How to complete this task
Nothing but the lines from the one with "If you could mark the balcony" through the final line of the entries below should be written out, each exactly as given.

(Items from a dataset)
• • • • •

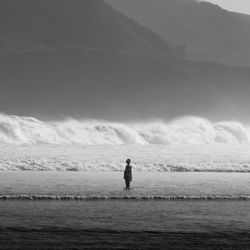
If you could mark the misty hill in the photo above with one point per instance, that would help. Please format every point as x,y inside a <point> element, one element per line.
<point>30,24</point>
<point>82,58</point>
<point>209,32</point>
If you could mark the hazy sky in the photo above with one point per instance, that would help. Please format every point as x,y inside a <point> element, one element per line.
<point>242,6</point>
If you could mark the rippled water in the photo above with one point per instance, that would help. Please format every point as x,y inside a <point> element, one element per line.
<point>124,223</point>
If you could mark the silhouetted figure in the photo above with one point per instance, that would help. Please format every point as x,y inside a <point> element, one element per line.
<point>128,173</point>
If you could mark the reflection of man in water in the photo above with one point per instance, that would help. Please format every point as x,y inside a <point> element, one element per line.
<point>128,173</point>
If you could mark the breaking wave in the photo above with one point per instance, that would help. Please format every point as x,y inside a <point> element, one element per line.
<point>127,197</point>
<point>186,130</point>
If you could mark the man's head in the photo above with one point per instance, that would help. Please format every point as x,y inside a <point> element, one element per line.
<point>128,161</point>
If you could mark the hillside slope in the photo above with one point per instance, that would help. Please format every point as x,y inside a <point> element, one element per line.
<point>103,65</point>
<point>209,32</point>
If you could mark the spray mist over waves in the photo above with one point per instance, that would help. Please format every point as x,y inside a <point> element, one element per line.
<point>186,130</point>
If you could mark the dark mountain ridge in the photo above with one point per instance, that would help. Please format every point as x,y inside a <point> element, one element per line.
<point>209,32</point>
<point>111,68</point>
<point>85,23</point>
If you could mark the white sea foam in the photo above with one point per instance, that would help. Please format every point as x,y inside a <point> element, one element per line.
<point>186,130</point>
<point>185,144</point>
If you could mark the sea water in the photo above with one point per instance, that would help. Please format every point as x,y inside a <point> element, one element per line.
<point>92,210</point>
<point>62,184</point>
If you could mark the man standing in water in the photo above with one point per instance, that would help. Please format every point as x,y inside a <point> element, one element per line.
<point>128,173</point>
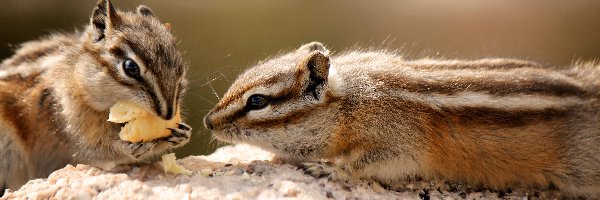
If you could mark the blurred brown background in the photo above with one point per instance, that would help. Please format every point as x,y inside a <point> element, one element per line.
<point>223,37</point>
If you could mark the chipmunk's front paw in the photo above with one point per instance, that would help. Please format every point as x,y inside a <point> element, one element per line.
<point>179,136</point>
<point>323,169</point>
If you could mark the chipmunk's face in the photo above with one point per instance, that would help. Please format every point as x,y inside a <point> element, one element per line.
<point>136,60</point>
<point>279,105</point>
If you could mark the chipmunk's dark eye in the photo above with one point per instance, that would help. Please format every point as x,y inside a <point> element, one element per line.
<point>131,68</point>
<point>256,102</point>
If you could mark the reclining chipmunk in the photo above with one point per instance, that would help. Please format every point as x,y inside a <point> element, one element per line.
<point>498,123</point>
<point>56,92</point>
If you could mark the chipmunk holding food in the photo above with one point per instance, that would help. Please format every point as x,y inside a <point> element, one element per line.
<point>498,123</point>
<point>55,95</point>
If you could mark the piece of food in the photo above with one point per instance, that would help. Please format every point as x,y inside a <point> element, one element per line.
<point>170,165</point>
<point>141,125</point>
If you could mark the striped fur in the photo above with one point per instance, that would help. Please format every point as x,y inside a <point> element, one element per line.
<point>55,94</point>
<point>497,123</point>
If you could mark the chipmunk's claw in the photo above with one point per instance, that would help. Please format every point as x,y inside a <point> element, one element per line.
<point>179,135</point>
<point>137,149</point>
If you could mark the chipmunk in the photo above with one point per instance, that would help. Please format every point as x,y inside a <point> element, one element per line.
<point>55,94</point>
<point>498,123</point>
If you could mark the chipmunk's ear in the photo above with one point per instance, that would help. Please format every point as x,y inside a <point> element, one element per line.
<point>103,19</point>
<point>314,47</point>
<point>317,66</point>
<point>145,11</point>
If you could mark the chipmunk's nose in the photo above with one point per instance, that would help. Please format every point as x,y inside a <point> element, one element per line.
<point>208,122</point>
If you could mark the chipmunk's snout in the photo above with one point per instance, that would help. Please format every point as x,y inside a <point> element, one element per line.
<point>208,122</point>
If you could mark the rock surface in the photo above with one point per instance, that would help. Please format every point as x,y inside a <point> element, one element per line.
<point>232,172</point>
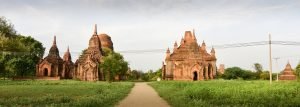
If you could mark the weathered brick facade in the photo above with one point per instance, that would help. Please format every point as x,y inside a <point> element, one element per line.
<point>189,61</point>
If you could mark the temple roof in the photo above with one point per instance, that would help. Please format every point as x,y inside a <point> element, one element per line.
<point>106,41</point>
<point>288,69</point>
<point>189,49</point>
<point>67,56</point>
<point>94,50</point>
<point>53,56</point>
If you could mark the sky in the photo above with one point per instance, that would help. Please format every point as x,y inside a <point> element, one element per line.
<point>157,24</point>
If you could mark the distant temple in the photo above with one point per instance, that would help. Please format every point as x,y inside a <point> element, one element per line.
<point>86,67</point>
<point>54,66</point>
<point>287,73</point>
<point>189,61</point>
<point>221,69</point>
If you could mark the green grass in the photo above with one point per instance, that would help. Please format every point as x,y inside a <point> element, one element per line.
<point>229,93</point>
<point>62,93</point>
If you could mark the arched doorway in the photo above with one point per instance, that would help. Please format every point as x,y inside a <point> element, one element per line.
<point>45,72</point>
<point>195,78</point>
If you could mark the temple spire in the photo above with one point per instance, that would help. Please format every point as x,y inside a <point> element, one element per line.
<point>213,50</point>
<point>54,41</point>
<point>68,50</point>
<point>175,46</point>
<point>194,36</point>
<point>182,41</point>
<point>95,29</point>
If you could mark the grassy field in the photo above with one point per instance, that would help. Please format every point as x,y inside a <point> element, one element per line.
<point>229,93</point>
<point>62,93</point>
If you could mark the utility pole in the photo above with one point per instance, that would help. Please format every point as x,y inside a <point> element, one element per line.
<point>277,67</point>
<point>270,55</point>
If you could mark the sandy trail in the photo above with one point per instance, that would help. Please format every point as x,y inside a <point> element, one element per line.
<point>142,95</point>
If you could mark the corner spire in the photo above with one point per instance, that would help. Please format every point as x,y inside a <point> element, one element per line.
<point>194,36</point>
<point>95,29</point>
<point>213,50</point>
<point>182,41</point>
<point>68,50</point>
<point>203,43</point>
<point>54,41</point>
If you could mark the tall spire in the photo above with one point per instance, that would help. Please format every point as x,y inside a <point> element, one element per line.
<point>168,54</point>
<point>68,50</point>
<point>95,29</point>
<point>54,40</point>
<point>213,50</point>
<point>182,41</point>
<point>194,36</point>
<point>175,46</point>
<point>67,55</point>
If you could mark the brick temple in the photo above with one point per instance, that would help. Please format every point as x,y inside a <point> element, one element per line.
<point>85,68</point>
<point>189,61</point>
<point>287,73</point>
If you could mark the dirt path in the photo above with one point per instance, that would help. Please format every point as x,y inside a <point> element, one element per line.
<point>142,95</point>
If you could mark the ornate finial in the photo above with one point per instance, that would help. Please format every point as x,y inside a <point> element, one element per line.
<point>54,41</point>
<point>203,43</point>
<point>182,41</point>
<point>213,50</point>
<point>95,29</point>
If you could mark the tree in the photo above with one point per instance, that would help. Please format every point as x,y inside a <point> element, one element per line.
<point>259,70</point>
<point>258,67</point>
<point>236,73</point>
<point>18,54</point>
<point>6,28</point>
<point>113,65</point>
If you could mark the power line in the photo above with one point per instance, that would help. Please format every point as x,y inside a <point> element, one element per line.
<point>224,46</point>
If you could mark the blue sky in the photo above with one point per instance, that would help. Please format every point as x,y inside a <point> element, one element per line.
<point>157,24</point>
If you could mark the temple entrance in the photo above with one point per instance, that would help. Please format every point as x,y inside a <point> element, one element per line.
<point>195,78</point>
<point>45,72</point>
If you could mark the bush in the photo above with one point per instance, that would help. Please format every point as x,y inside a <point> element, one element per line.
<point>236,73</point>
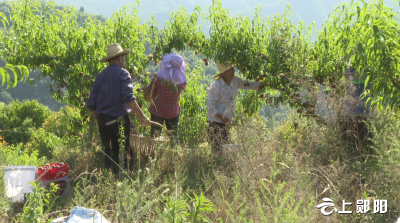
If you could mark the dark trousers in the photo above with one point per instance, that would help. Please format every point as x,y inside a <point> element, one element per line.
<point>109,137</point>
<point>172,124</point>
<point>218,134</point>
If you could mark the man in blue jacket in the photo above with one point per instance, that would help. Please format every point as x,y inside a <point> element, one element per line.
<point>112,97</point>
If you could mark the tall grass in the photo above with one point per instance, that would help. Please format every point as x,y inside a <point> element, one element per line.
<point>279,174</point>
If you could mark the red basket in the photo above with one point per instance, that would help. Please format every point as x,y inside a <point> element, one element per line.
<point>53,171</point>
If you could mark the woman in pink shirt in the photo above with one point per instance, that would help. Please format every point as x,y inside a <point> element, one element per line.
<point>166,89</point>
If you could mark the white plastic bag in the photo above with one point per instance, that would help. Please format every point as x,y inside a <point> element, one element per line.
<point>83,215</point>
<point>17,179</point>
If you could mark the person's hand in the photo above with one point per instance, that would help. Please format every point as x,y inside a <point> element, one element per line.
<point>145,121</point>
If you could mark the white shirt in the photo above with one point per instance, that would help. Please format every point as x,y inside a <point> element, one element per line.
<point>222,97</point>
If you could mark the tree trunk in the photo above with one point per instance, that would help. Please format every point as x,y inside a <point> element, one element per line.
<point>90,135</point>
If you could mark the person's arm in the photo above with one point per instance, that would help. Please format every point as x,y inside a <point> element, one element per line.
<point>91,103</point>
<point>144,120</point>
<point>213,96</point>
<point>152,87</point>
<point>247,85</point>
<point>130,100</point>
<point>94,113</point>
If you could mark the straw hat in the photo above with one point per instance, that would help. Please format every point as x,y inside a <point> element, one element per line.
<point>114,50</point>
<point>222,68</point>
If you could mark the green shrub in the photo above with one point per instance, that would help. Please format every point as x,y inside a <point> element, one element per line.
<point>22,117</point>
<point>67,121</point>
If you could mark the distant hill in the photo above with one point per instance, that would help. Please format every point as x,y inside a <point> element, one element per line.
<point>305,10</point>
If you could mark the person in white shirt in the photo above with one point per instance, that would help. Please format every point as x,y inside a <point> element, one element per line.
<point>221,103</point>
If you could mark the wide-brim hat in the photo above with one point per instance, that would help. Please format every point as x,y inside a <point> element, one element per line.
<point>114,50</point>
<point>222,68</point>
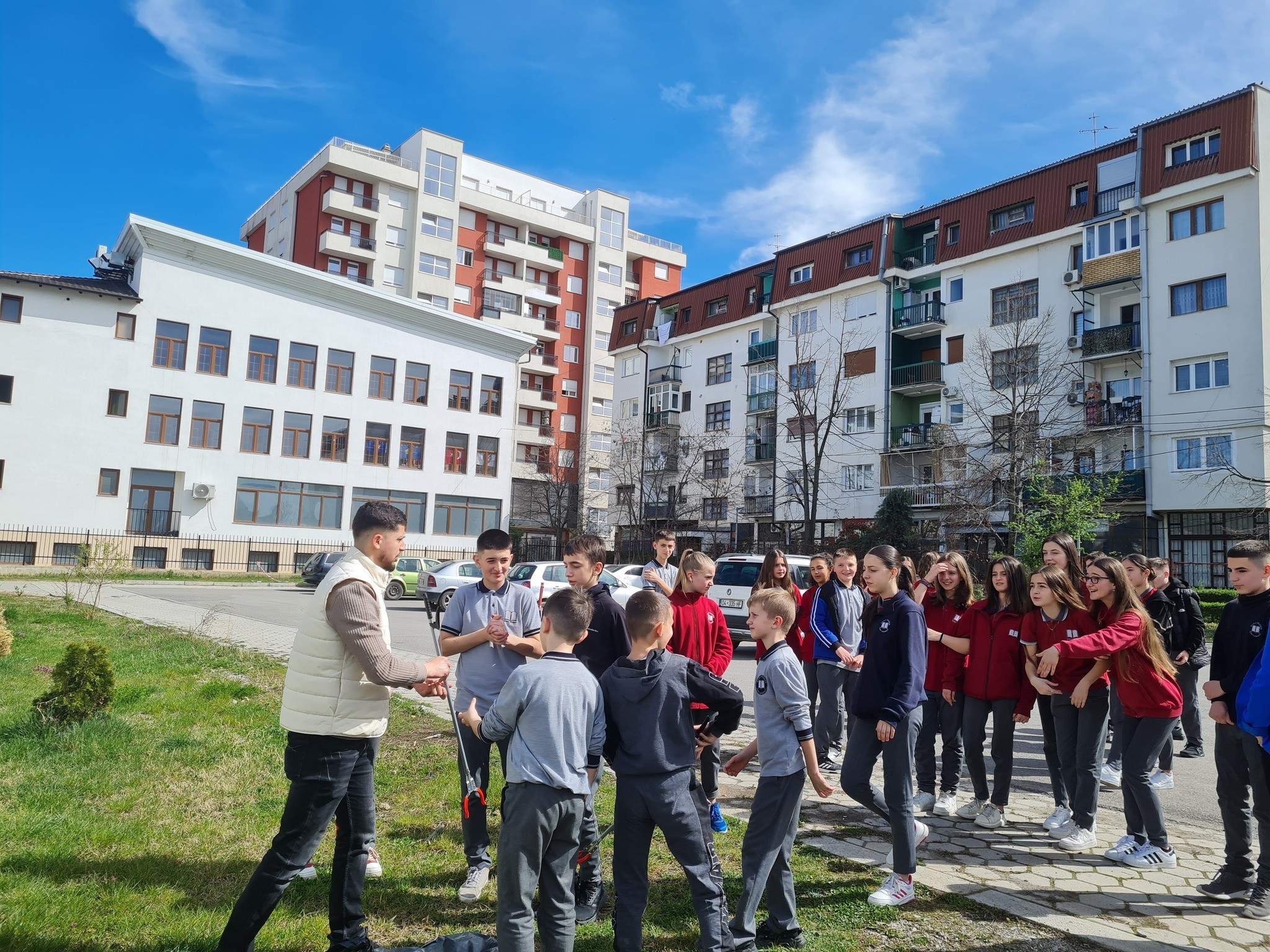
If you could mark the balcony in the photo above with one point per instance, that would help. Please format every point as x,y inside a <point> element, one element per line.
<point>1104,413</point>
<point>660,419</point>
<point>760,452</point>
<point>916,436</point>
<point>154,522</point>
<point>762,351</point>
<point>1108,342</point>
<point>918,320</point>
<point>1109,200</point>
<point>925,377</point>
<point>761,403</point>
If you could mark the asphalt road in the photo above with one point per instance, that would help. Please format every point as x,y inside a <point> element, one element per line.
<point>1193,799</point>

• • • • •

Expected answer
If you could mark the balcony in the photo above with one point per instance, that would help. Please format every point as x,y inside a <point> element, one element per line.
<point>1104,413</point>
<point>660,419</point>
<point>760,452</point>
<point>916,436</point>
<point>154,522</point>
<point>762,351</point>
<point>1108,342</point>
<point>918,320</point>
<point>1109,200</point>
<point>925,377</point>
<point>761,403</point>
If you could mark the asphalt road in the photo above with one point per instance, that would help. Please format every point as x,y inside a <point> element, one element per line.
<point>1193,799</point>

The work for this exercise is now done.